PROBLEM DETAILS:
Each entry should be quoted word for word, including every mark of punctuation.

▽

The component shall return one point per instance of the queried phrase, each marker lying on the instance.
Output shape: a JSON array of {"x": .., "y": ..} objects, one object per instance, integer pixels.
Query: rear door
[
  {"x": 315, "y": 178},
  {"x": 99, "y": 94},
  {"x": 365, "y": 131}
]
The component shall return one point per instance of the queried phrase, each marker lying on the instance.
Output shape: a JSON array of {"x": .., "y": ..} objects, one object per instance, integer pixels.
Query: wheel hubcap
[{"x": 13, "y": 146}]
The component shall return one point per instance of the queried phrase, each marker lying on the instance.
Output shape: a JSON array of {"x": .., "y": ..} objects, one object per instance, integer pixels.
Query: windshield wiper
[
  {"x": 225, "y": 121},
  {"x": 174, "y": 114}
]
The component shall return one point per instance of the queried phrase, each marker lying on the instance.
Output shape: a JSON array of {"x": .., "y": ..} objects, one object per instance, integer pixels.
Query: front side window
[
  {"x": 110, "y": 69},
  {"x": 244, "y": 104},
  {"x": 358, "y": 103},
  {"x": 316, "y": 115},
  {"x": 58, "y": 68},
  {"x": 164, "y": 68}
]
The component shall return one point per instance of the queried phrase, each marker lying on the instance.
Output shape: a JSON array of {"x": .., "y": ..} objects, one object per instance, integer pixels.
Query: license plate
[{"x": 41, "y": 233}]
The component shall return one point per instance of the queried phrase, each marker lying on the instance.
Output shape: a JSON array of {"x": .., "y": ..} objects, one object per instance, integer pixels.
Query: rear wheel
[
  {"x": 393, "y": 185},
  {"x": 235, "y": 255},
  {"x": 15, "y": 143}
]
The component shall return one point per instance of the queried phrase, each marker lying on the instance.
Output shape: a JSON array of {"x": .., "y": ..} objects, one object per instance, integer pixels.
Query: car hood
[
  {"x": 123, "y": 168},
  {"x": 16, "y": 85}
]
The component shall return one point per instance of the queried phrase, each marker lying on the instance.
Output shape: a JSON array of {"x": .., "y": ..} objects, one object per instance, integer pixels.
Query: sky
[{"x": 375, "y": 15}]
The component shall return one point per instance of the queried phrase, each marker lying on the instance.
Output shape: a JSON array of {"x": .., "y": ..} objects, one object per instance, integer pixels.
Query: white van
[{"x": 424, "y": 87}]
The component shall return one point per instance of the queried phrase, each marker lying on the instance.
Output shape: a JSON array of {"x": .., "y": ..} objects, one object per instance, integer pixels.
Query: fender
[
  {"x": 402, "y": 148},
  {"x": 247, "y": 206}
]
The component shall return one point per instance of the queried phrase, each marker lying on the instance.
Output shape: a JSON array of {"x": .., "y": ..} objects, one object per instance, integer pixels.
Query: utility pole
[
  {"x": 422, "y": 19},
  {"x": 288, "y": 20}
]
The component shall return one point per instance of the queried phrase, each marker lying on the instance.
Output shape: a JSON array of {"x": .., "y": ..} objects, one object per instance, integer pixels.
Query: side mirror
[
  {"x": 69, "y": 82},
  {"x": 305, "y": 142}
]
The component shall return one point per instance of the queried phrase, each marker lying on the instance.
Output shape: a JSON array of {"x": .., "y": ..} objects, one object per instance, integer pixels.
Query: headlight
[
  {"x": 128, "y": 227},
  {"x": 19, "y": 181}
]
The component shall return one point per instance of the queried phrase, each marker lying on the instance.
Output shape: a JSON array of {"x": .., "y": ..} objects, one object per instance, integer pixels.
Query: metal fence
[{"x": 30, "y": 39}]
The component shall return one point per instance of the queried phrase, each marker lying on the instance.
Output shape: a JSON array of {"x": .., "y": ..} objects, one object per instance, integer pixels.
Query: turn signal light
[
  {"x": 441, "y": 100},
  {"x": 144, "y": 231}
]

△

RESPONSE:
The component shall return one point per instance of the queried phrase, each marker lying on the instance.
Output shape: a JSON array of {"x": .., "y": ..} objects, one object per instance, integer pixels.
Query: rear door
[
  {"x": 315, "y": 178},
  {"x": 99, "y": 94},
  {"x": 365, "y": 131}
]
The component shall return one point per instance of the queried phrase, each marker lying on the instance.
Output shape: a JSON array of {"x": .., "y": ..} objects, one object per instance, integer pixels.
Query: wheel hubcap
[{"x": 13, "y": 146}]
The component shall return one point per instance of the queried phrase, each marker lying on the instance.
Output shape: a JSON array of {"x": .., "y": ..} objects, one object per instance, integer pixels.
Query: windshield wiper
[
  {"x": 225, "y": 121},
  {"x": 174, "y": 114}
]
The component shall return one point per instance of the queried phrase, each marker lying on the instance.
Output shape: a JSON array of {"x": .., "y": ..} objects, one object per instance, integer pixels.
Query: front side window
[
  {"x": 110, "y": 69},
  {"x": 244, "y": 104},
  {"x": 358, "y": 103},
  {"x": 316, "y": 115},
  {"x": 58, "y": 68},
  {"x": 164, "y": 68}
]
The component shall return one point per instance of the queried phrase, each marker lying on the instance.
Output shape: a JSON array of {"x": .., "y": ..} objects, one object per instance, integer pixels.
Query: license plate
[{"x": 41, "y": 233}]
The component shall return one point per instance of the queried phrase, each marker lying on the instance.
Output shape: a JSON array of {"x": .., "y": ..} objects, one object per instance, integer pixels.
Query: rear wheel
[
  {"x": 393, "y": 185},
  {"x": 235, "y": 255},
  {"x": 15, "y": 143}
]
The component shall return one point per instance of the queried phrase, each marker lying on the instance.
Output shape: a JSON array of {"x": .., "y": ..} objects, one object per instance, integer pixels.
Query: car hood
[
  {"x": 123, "y": 168},
  {"x": 16, "y": 85}
]
The component shall return one point per instance of the queried phrase, each marker lying on the instance.
Output shape: a JSON array of {"x": .., "y": ..} objects, one object per instance, integer pixels.
Query: sky
[{"x": 375, "y": 15}]
The component shall return one point per instance of the queried phrase, each marker lying on the instance.
Output shape: a JSON array of {"x": .., "y": ..} objects, one object per instance, integer pixels.
Query: white van
[{"x": 424, "y": 87}]
The component shall return one point per instance of the queried phrase, each marker lying on the instance.
Output shape: a JSON array of {"x": .., "y": ..} objects, one object per instance, integer pixels.
Query: fender
[
  {"x": 402, "y": 148},
  {"x": 247, "y": 206}
]
The component shall return one point per instance of the queried phrase, each marker lying on the instance.
Output shape: a JSON array of {"x": .., "y": ..} objects, one object per instance, integer pixels.
Query: utility pole
[
  {"x": 422, "y": 19},
  {"x": 288, "y": 20}
]
The component shall return one point per instance of the queried phrase, each marker lying on the instance.
Output shape: a JSON array of {"x": .., "y": ..} objects, one object per instance, integer pixels.
Query: side mirror
[
  {"x": 69, "y": 82},
  {"x": 305, "y": 142}
]
The component shall return one point per instance of the queried phrase, each marker lying on the instance.
Output shape: a JSON array of {"x": .., "y": ..} objects, one object per instance, integer pixels.
Query: headlight
[
  {"x": 128, "y": 227},
  {"x": 19, "y": 181}
]
The component shall return one point per instance of the queried phrase, each marker lying on the instance.
Output shape: a JSON array of {"x": .., "y": ..} objects, one object per instance, integer pixels.
Query: metal fence
[{"x": 30, "y": 39}]
The component shall return one point per instance of the queried phrase, each marker lying on the instance.
Output shape: a JSON array of {"x": .., "y": ..} objects, one object per instance, integer pixels.
Query: turn signal light
[
  {"x": 441, "y": 100},
  {"x": 144, "y": 231}
]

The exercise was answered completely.